To be done:
Reproduce the lines below, swapping "even-odd" for "nonzero" and leaving everything else unchanged. Omit the pictures from your answer.

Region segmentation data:
####################

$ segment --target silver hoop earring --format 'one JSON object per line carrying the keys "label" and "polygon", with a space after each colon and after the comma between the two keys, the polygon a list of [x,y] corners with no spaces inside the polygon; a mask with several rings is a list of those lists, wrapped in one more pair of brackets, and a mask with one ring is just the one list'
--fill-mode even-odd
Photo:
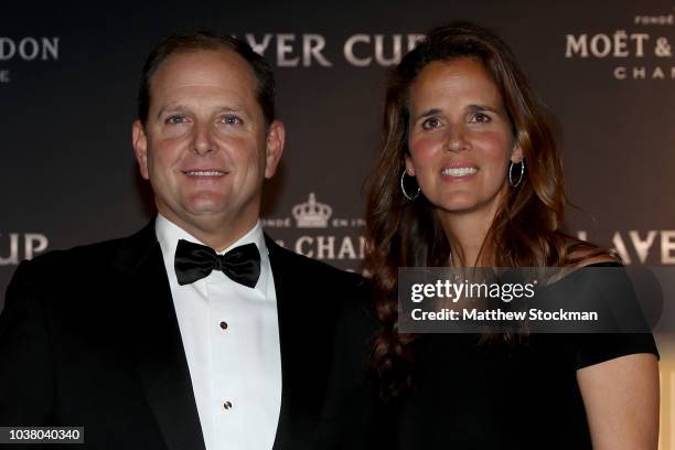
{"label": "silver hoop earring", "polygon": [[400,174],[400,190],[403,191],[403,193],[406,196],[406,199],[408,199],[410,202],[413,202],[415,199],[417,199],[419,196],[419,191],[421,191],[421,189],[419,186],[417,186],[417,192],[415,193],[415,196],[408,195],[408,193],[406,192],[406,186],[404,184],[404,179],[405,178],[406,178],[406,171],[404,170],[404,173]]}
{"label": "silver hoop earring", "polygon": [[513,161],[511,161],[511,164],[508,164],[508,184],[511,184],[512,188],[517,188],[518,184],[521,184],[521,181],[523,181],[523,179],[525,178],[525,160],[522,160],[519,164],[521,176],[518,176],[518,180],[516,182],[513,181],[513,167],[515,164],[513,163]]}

####################

Written response:
$ segment --target silver hoop earring --format 'one JSON object per line carrying the keys "label" and "polygon", with a space after each colon and after the comma between the two keys, the polygon a list of [x,y] corners with no spaces inside the polygon; a mask with several rings is a list of those lists, wrapped in one more pair of brackets, and a mask with one ring is just the one list'
--fill-mode nonzero
Photo:
{"label": "silver hoop earring", "polygon": [[400,174],[400,190],[403,191],[403,193],[406,196],[406,199],[408,199],[410,202],[413,202],[415,199],[417,199],[419,196],[419,191],[421,191],[421,189],[419,186],[417,186],[417,192],[415,193],[415,196],[408,195],[408,193],[406,192],[406,186],[404,184],[404,179],[405,178],[406,178],[406,171],[404,170],[404,173]]}
{"label": "silver hoop earring", "polygon": [[513,161],[511,161],[511,164],[508,164],[508,184],[511,184],[512,188],[517,188],[518,184],[521,184],[521,181],[523,181],[523,179],[525,178],[525,160],[522,160],[519,164],[521,176],[518,176],[518,180],[516,182],[513,181],[513,167],[515,164],[513,163]]}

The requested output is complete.